# Spiel ruckelt stark und stürzt ab, GPU + CPU Auslastung sinkt ab??



## Tommi1 (29. Dezember 2013)

*Spiel ruckelt stark und stürzt ab, GPU + CPU Auslastung sinkt ab??*

Hi zusammen,

hätte da mal wieder einen Problemfall, wo ich prof. Hilfe bräuchte.

Mein Frauchen zockt Skyrim Legendary Edition mit Real Vision ENB.

Jetzt ist es so, daß im Bürgerkriegs Quest bei den Orten Weißlauf und Einsamkeit  die FPS von 50 auf 1 sinken sobald man in die Nähe von einem Katapult kommt.
Zeitgleich sinkt die Auslastung von CPU und GPU.

Also weder CPU, GPU und VRAM sind an dieser Stelle voll ausgelastet, sodaß man den Fehler darauf legen könnte.

Was kann das sein???
Normal müsste doch dann die CPU oder GPU voll Ausgelastet sein (also ein Zeichen, daß eines von beiden es nicht mehr schafft), oder?

━━━━━━

## AUFGABE:
Schreib den Forenbeitrag über das ruckelnde Spiel vollständig und ohne jede Änderung ab. Verwende ausschließlich den Forenbeitrag.

## GEGEBENE DATEN:

━━━━━━

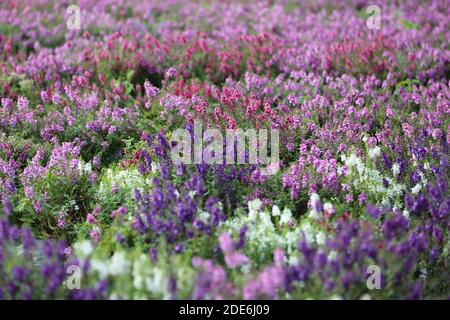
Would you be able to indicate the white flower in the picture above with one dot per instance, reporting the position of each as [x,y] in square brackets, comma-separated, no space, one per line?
[254,205]
[416,189]
[375,152]
[265,219]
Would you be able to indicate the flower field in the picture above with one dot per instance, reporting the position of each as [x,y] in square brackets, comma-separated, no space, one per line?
[99,200]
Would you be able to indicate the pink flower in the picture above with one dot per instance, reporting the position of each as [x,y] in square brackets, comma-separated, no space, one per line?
[90,219]
[225,243]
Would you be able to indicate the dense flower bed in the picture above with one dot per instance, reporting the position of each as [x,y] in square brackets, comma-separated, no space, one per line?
[93,206]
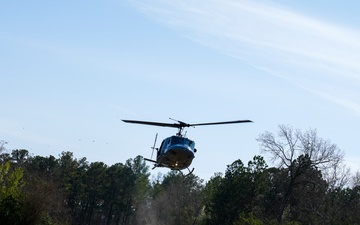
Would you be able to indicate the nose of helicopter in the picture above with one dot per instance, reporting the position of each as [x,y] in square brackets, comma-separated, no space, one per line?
[179,157]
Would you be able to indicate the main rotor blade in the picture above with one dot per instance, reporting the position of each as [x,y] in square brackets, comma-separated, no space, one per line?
[175,125]
[218,123]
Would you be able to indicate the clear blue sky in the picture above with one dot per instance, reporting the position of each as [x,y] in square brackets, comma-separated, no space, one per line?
[71,70]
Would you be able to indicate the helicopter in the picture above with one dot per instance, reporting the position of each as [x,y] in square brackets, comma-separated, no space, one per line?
[177,152]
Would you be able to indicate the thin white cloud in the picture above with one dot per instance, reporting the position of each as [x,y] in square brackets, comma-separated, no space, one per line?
[318,56]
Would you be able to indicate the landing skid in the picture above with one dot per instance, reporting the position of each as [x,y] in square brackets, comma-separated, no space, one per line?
[190,172]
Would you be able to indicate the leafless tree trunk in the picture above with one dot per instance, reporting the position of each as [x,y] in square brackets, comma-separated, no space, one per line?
[296,151]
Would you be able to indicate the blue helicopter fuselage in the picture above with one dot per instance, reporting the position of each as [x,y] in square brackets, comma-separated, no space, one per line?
[176,152]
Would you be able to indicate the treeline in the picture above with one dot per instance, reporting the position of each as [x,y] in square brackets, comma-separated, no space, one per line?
[308,185]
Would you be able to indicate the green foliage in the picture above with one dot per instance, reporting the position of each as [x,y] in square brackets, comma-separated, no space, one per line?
[247,220]
[65,190]
[10,194]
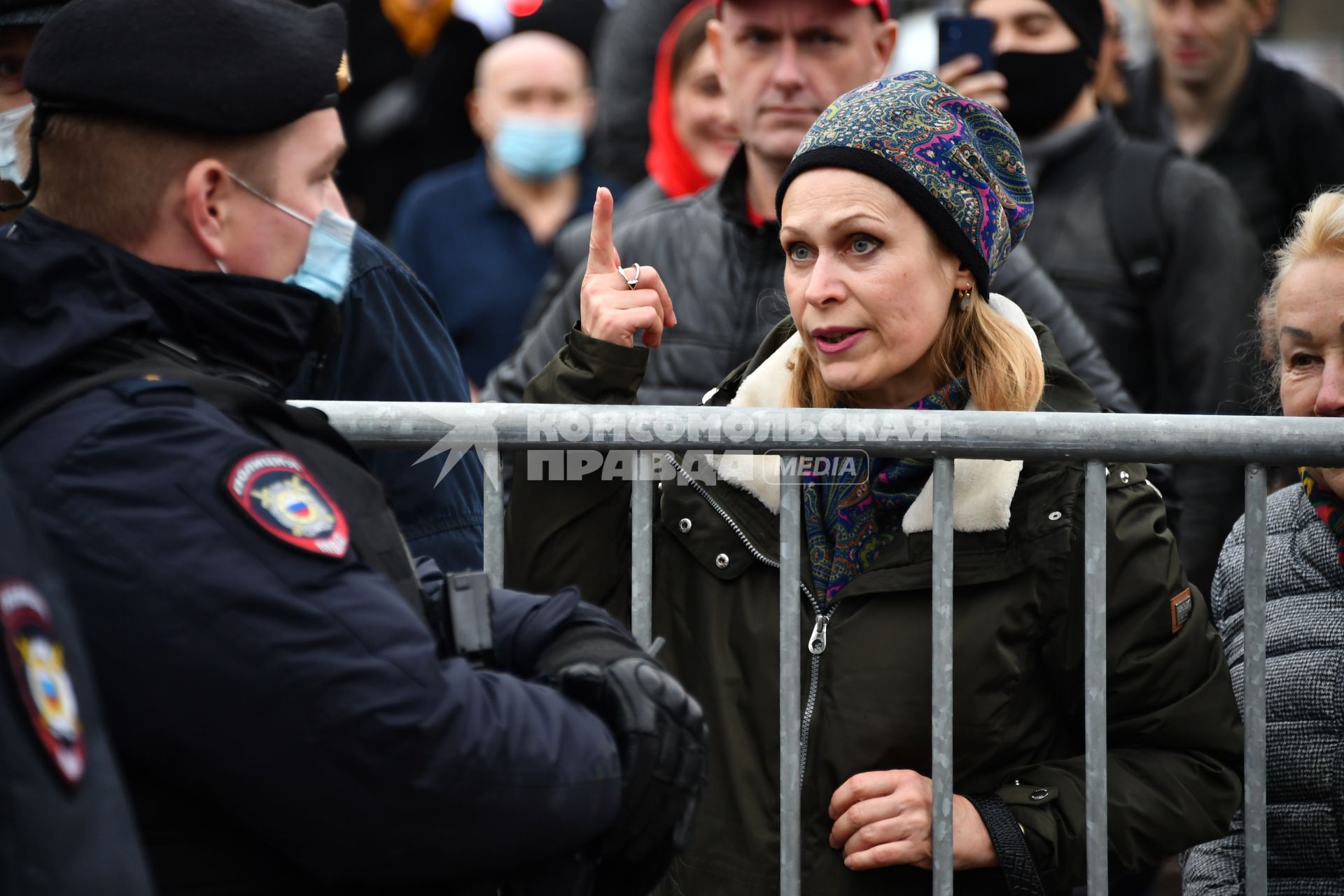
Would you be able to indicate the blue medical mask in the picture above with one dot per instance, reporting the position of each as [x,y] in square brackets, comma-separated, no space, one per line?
[10,121]
[326,267]
[538,148]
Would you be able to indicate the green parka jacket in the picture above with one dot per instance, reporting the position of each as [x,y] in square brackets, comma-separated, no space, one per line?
[1175,738]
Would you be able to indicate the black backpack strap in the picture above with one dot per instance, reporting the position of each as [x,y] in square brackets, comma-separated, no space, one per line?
[1135,213]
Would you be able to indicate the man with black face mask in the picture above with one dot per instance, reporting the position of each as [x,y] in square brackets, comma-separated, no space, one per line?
[1154,251]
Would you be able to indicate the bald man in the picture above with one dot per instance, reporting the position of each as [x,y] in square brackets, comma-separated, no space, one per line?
[479,234]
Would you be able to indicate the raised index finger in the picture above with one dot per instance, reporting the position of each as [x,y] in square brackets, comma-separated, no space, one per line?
[603,258]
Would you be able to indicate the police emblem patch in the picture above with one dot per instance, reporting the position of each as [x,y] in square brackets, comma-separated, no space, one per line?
[1183,606]
[279,493]
[38,662]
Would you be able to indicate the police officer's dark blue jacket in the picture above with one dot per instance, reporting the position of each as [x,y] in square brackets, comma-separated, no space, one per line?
[65,822]
[396,348]
[283,718]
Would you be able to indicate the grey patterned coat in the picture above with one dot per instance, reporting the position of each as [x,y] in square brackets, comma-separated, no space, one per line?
[1306,653]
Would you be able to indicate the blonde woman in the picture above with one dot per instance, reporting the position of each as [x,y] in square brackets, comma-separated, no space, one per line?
[1304,333]
[899,206]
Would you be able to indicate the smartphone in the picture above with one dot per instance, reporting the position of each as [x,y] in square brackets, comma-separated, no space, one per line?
[961,35]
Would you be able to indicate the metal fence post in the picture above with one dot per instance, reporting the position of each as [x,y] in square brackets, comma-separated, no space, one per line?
[1253,644]
[790,690]
[641,550]
[1094,675]
[492,498]
[942,630]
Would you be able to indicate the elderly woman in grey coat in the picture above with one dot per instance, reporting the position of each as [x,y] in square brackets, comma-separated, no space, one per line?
[1304,324]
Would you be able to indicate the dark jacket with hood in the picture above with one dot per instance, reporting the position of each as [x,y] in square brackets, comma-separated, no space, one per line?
[396,348]
[726,280]
[1174,735]
[1278,146]
[284,719]
[1176,347]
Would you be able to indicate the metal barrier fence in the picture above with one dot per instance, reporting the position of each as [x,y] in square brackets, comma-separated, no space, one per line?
[1094,438]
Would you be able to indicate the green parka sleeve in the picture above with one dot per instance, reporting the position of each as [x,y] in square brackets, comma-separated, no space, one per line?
[553,520]
[1174,729]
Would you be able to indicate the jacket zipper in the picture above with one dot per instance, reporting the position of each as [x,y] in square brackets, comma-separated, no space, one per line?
[816,641]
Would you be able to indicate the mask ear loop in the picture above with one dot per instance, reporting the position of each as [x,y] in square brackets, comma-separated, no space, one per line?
[30,183]
[269,200]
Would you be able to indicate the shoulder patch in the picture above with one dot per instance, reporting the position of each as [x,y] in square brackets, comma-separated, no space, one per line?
[1183,606]
[38,663]
[277,492]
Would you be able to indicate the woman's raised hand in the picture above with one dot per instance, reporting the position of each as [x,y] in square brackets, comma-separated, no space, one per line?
[609,308]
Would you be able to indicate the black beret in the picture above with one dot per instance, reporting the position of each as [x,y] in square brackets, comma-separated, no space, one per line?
[27,13]
[216,66]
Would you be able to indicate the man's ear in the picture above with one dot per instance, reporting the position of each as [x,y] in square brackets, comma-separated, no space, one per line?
[589,111]
[886,45]
[476,115]
[207,194]
[714,34]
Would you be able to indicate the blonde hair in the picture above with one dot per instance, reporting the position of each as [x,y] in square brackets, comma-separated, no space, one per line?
[1317,232]
[999,362]
[108,175]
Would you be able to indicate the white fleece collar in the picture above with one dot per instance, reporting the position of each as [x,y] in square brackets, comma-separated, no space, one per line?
[981,493]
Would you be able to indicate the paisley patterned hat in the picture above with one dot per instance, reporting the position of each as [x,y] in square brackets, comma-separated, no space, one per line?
[955,160]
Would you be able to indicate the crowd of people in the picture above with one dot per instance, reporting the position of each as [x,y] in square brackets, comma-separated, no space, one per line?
[246,659]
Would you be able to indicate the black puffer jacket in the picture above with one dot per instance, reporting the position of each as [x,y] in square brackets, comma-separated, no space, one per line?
[1176,348]
[624,52]
[726,279]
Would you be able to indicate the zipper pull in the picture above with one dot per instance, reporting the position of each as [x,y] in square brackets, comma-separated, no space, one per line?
[818,643]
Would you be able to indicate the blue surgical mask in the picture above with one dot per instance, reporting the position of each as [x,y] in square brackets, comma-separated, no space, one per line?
[10,121]
[326,267]
[538,148]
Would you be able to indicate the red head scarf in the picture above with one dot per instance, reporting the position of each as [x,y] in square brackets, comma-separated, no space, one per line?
[668,162]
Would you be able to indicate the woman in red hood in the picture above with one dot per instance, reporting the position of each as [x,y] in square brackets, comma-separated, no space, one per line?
[691,136]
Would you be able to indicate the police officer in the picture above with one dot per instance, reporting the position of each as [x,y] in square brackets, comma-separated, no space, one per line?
[65,824]
[286,719]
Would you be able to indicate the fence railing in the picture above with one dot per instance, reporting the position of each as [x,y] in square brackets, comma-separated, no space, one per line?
[1094,438]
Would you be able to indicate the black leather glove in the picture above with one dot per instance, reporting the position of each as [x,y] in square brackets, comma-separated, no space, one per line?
[662,735]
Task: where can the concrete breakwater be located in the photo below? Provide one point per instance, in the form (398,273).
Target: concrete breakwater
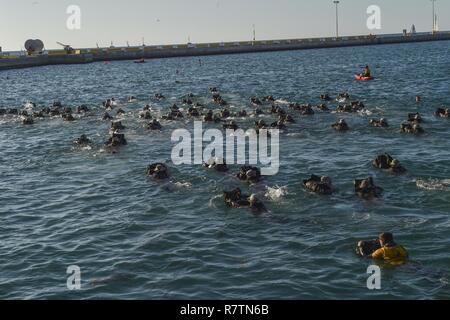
(82,56)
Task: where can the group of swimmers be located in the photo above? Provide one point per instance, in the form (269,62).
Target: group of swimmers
(364,188)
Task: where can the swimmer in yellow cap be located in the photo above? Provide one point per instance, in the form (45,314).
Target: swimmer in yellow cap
(390,251)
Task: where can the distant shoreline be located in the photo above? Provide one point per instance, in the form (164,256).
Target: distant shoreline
(83,56)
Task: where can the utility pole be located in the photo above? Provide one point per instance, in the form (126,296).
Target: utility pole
(337,18)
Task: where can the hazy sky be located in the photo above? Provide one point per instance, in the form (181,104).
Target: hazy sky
(172,21)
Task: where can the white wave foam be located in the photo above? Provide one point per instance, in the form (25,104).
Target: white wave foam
(183,184)
(282,101)
(433,184)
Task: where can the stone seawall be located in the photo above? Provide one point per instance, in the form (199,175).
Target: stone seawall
(155,52)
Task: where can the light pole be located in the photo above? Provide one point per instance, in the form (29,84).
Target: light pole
(337,18)
(434,16)
(254,33)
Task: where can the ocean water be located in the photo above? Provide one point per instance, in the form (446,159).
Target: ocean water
(134,238)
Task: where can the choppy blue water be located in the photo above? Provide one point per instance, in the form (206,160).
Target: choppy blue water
(135,238)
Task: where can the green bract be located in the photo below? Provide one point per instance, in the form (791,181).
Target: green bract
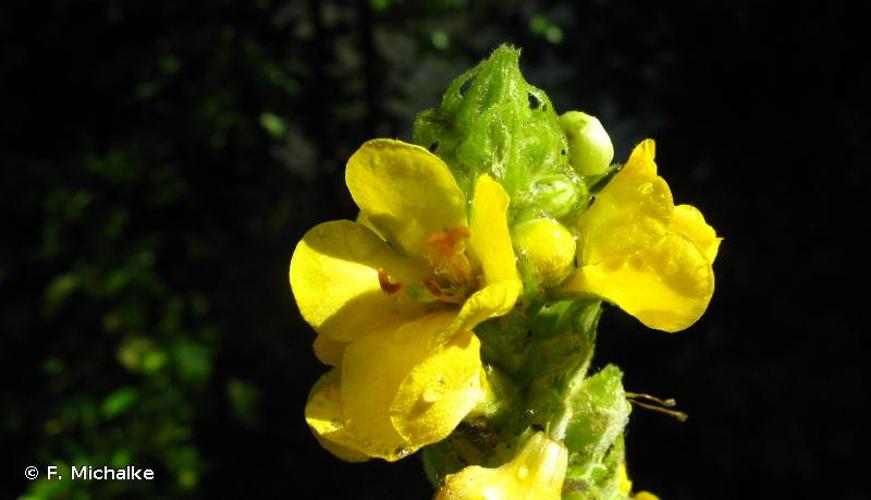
(492,121)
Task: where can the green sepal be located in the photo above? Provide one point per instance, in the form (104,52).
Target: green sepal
(594,436)
(492,121)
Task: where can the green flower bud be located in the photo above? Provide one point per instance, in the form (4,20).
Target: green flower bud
(547,246)
(590,148)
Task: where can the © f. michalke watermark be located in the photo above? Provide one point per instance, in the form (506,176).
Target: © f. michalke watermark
(89,473)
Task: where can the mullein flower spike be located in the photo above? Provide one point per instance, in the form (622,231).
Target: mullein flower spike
(458,312)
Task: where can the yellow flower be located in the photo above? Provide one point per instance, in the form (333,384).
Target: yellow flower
(394,298)
(624,485)
(537,471)
(642,253)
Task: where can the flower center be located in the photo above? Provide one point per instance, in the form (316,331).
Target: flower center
(453,277)
(446,252)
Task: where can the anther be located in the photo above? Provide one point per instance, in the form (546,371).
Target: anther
(440,294)
(633,398)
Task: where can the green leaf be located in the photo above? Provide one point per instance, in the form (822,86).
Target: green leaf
(492,121)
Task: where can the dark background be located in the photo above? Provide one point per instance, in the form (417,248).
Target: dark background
(161,159)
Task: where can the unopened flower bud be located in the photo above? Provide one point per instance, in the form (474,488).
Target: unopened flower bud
(547,246)
(590,148)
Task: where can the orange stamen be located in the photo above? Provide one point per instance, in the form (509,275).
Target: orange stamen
(386,285)
(447,254)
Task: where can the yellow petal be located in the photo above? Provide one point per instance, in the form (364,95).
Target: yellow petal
(364,220)
(323,413)
(489,302)
(645,495)
(406,192)
(439,392)
(537,471)
(490,239)
(329,351)
(375,369)
(631,213)
(334,277)
(690,223)
(624,484)
(667,287)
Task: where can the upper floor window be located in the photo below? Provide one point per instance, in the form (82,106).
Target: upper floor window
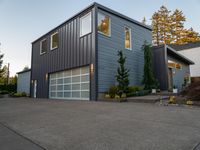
(103,24)
(43,46)
(54,40)
(86,24)
(127,38)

━━━━━━

## LÖSUNG:
# Spiel ruckelt stark und stürzt ab, GPU + CPU Auslastung sinkt ab??



## Tommi1 (29. Dezember 2013)

*Spiel ruckelt stark und stürzt ab, GPU + CPU Auslastung sinkt ab??*

Hi zusammen,

hätte da mal wieder einen Problemfall, wo ich prof. Hilfe bräuchte.

Mein Frauchen zockt Skyrim Legendary Edition mit Real Vision ENB.

Jetzt ist es so, daß im Bürgerkriegs Quest bei den Orten Weißlauf und Einsamkeit  die FPS von 50 auf 1 sinken sobald man in die Nähe von einem Katapult kommt.
Zeitgleich sinkt die Auslastung von CPU und GPU.

Also weder CPU, GPU und VRAM sind an dieser Stelle voll ausgelastet, sodaß man den Fehler darauf legen könnte.

Was kann das sein???
Normal müsste doch dann die CPU oder GPU voll Ausgelastet sein (also ein Zeichen, daß eines von beiden es nicht mehr schafft), oder?